_PROBLEMS TO SOLVE_
[A] Reproduce the gluster quorum thread between "On Fri, Sep 1, 2017 at 2:13" and "is not available.", inclusive.
[B] Condense the paragraph of the gluster quorum thread that begins "@ Sahina - Yes, this actually worked fine for me" into a short bulleted list that keeps its main facts.

_PASSAGE PROVIDED_
2017-09-01 Thread Charles Kozler
@ Jim - you have only two data volumes and lost quorum. Arbitrator only
stores metadata, no actual files. So yes, you were running in degraded mode
so some operations were hindered.

@ Sahina - Yes, this actually worked fine for me once I did that. However,
the issue I am still facing, is when I go to create a new gluster storage
domain (replica 3, hyperconverged) and I tell it "Host to use" and I select
that host. If I fail that host, all VMs halt. I do not recall this in 3.6
or early 4.0. This to me makes it seem like this is "pinning" a node to a
volume and vice versa like you could, for instance, for a singular
hyperconverged to ex: export a local disk via NFS and then mount it via
ovirt domain. But of course, this has its caveats. To that end, I am using
gluster replica 3, when configuring it I say "host to use: " node 1, then
in the connection details I give it node1:/data. I fail node1, all VMs
halt. Did I miss something?

On Fri, Sep 1, 2017 at 2:13 AM, Sahina Bose  wrote:

> To the OP question, when you set up a gluster storage domain, you need to
> specify backup-volfile-servers=: where server2 and
> server3 also have bricks running. When server1 is down, and the volume is
> mounted again - server2 or server3 are queried to get the gluster volfiles.
>
> @Jim, if this does not work, are you using 4.1.5 build with libgfapi
> access? If not, please provide the vdsm and gluster mount logs to analyse
>
> If VMs go to paused state - this could mean the storage is not available.
> You can check "gluster volume status " to see if atleast 2 bricks
> are running.
>
> On Fri, Sep 1, 2017 at 11:31 AM, Johan Bernhardsson 
> wrote:
>
>> If gluster drops in quorum so that it has less votes than it should it
>> will stop file operations until quorum is back to normal.If i rember it
>> right you need two bricks to write for quorum to be met and that the
>> arbiter only is a vote to avoid split brain.
>>
>>
>> Basically what you have is a raid5 solution without a spare. And when one
>> disk dies it will run in degraded mode. And some raid systems will stop the
>> raid until you have removed the disk or forced it to run anyway.
>>
>> You can read up on it here: https://gluster.readthed
>> ocs.io/en/latest/Administrator%20Guide/arbiter-volumes-and-quorum/
>>
>> /Johan
>>
>> On Thu, 2017-08-31 at 22:33 -0700, Jim Kusznir wrote:
>>
>> Hi all:
>>
>> Sorry to hijack the thread, but I was about to start essentially the same
>> thread.
>>
>> I have a 3 node cluster, all three are hosts and gluster nodes (replica 2
>> + arbitrar).  I DO have the mnt_options=backup-volfile-servers= set:
>>
>> storage=192.168.8.11:/engine
>> mnt_options=backup-volfile-servers=192.168.8.12:192.168.8.13
>>
>> I had an issue today where 192.168.8.11 went down.  ALL VMs immediately
>> paused, including the engine (all VMs were running on host2:192.168.8.12).
>> I couldn't get any gluster stuff working until host1 (192.168.8.11) was
>> restored.

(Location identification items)

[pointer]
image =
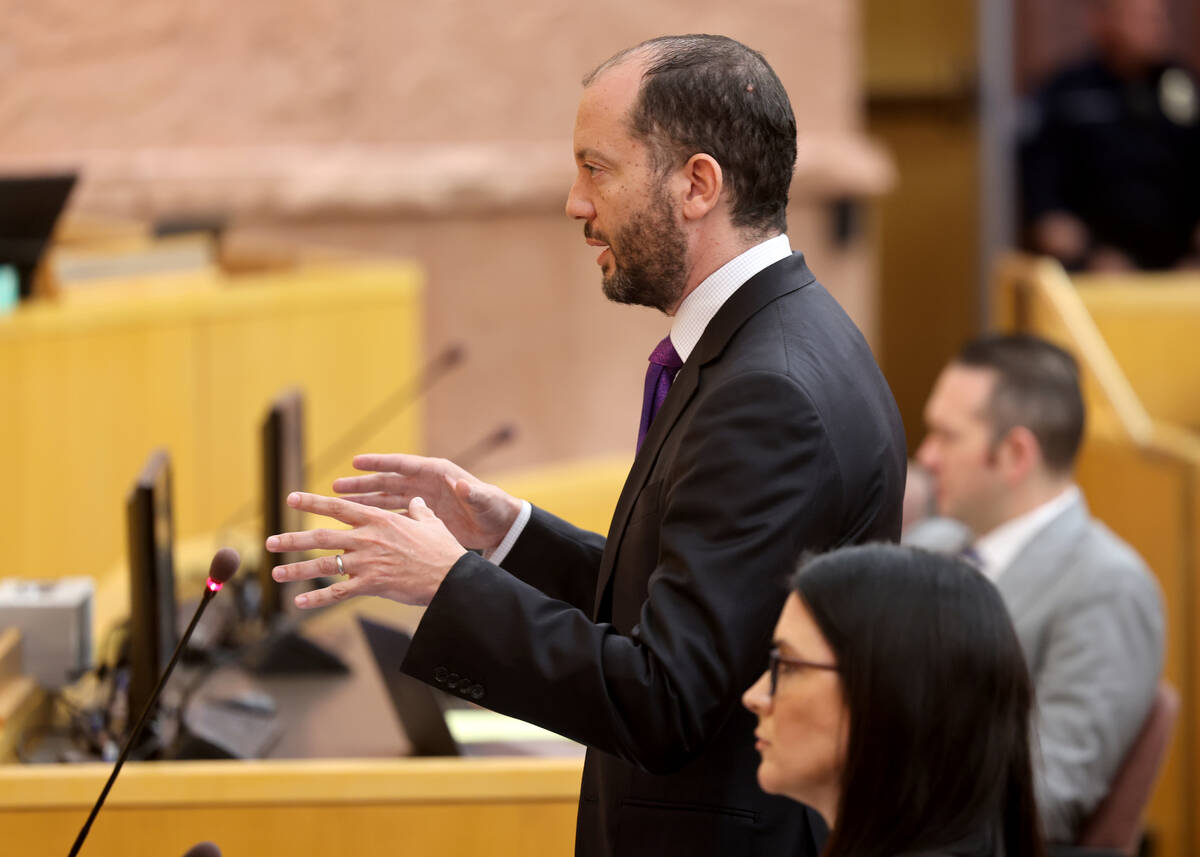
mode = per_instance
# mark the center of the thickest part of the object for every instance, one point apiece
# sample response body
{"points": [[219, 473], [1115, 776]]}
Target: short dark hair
{"points": [[1037, 387], [714, 95], [939, 700]]}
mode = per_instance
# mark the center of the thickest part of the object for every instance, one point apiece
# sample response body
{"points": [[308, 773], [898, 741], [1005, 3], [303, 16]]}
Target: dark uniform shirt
{"points": [[1122, 155]]}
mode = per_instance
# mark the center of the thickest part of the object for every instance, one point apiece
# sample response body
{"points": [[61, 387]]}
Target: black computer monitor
{"points": [[283, 472], [29, 209], [154, 630]]}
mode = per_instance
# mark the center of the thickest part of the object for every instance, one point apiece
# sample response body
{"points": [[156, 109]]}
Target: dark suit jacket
{"points": [[779, 436]]}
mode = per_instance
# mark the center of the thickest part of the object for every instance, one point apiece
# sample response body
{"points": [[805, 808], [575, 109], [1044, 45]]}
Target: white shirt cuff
{"points": [[510, 538]]}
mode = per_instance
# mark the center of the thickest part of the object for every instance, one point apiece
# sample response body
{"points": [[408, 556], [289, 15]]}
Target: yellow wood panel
{"points": [[928, 249], [1141, 474], [469, 829], [91, 388], [495, 807], [918, 48], [1153, 330], [583, 492]]}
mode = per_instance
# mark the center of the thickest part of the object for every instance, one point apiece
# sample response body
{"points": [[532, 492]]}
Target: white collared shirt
{"points": [[699, 307], [999, 549], [690, 321]]}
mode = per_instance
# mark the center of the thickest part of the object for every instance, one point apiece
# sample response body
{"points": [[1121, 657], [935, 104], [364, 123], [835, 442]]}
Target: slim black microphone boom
{"points": [[497, 438], [335, 453], [222, 568], [373, 420]]}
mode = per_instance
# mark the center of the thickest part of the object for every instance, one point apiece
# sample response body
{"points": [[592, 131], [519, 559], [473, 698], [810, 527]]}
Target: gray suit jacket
{"points": [[1090, 619]]}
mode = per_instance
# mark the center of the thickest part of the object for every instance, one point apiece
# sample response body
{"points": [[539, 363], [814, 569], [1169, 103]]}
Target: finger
{"points": [[311, 540], [391, 462], [466, 491], [367, 484], [330, 507], [378, 501], [419, 511], [307, 569], [340, 591]]}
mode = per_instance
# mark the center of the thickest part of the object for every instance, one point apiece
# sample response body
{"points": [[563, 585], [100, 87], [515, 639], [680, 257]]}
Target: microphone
{"points": [[222, 568], [203, 850], [499, 437]]}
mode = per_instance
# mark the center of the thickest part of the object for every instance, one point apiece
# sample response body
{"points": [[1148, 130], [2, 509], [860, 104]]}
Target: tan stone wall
{"points": [[439, 131], [169, 73]]}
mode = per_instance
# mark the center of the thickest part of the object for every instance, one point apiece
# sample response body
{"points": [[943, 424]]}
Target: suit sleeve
{"points": [[755, 481], [557, 558], [1097, 678]]}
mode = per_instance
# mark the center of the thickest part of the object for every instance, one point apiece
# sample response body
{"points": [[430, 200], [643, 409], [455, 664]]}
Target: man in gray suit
{"points": [[1005, 423]]}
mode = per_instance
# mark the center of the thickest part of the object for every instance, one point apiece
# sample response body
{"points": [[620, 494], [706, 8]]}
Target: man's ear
{"points": [[703, 181], [1019, 454]]}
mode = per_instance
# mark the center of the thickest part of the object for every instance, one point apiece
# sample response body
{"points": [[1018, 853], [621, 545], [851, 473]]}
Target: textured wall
{"points": [[438, 131], [150, 73]]}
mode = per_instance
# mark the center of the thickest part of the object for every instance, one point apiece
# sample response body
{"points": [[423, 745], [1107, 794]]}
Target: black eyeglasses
{"points": [[774, 659]]}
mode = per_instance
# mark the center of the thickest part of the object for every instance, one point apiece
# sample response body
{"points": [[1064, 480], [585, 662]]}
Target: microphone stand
{"points": [[210, 589]]}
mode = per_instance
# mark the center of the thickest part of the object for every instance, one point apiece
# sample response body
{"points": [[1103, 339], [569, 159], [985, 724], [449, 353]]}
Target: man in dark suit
{"points": [[767, 431]]}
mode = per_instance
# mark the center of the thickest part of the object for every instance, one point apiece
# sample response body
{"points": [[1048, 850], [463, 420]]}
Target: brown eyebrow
{"points": [[588, 154]]}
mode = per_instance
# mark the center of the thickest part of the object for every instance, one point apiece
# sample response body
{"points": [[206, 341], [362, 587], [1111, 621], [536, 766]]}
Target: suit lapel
{"points": [[1024, 577], [777, 280]]}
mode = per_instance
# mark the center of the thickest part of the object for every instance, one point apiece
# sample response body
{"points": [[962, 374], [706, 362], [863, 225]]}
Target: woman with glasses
{"points": [[897, 705]]}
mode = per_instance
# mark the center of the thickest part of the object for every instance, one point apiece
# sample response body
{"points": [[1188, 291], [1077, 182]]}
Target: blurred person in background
{"points": [[1110, 150], [1005, 424], [897, 703]]}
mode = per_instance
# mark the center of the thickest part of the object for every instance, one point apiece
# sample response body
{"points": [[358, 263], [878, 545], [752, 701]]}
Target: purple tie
{"points": [[665, 365]]}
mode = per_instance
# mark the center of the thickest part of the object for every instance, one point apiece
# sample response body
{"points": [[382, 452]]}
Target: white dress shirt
{"points": [[690, 321], [999, 549]]}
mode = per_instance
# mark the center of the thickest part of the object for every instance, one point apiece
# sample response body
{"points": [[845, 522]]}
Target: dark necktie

_SOLUTION LIST_
[A]
On Fri, Sep 1, 2017 at 2:13 AM, Sahina Bose  wrote:

> To the OP question, when you set up a gluster storage domain, you need to
> specify backup-volfile-servers=: where server2 and
> server3 also have bricks running. When server1 is down, and the volume is
> mounted again - server2 or server3 are queried to get the gluster volfiles.
>
> @Jim, if this does not work, are you using 4.1.5 build with libgfapi
> access? If not, please provide the vdsm and gluster mount logs to analyse
>
> If VMs go to paused state - this could mean the storage is not available.

[B]
- The suggested fix worked once it was applied.
- A remaining issue: when a new gluster storage domain (replica 3, hyperconverged) is created with a specific host selected under "Host to use", failing that host halts all VMs.
- The writer does not recall this behavior in 3.6 or early 4.0.
- It seems to "pin" a node to a volume and vice versa. This resembles a singular hyperconverged setup that exports a local disk via NFS and mounts it through an ovirt domain, an approach with its own caveats.
- Setup: gluster replica 3, "host to use" set to node 1, connection details node1:/data. Failing node1 halts all VMs.
- The writer asks whether something was missed.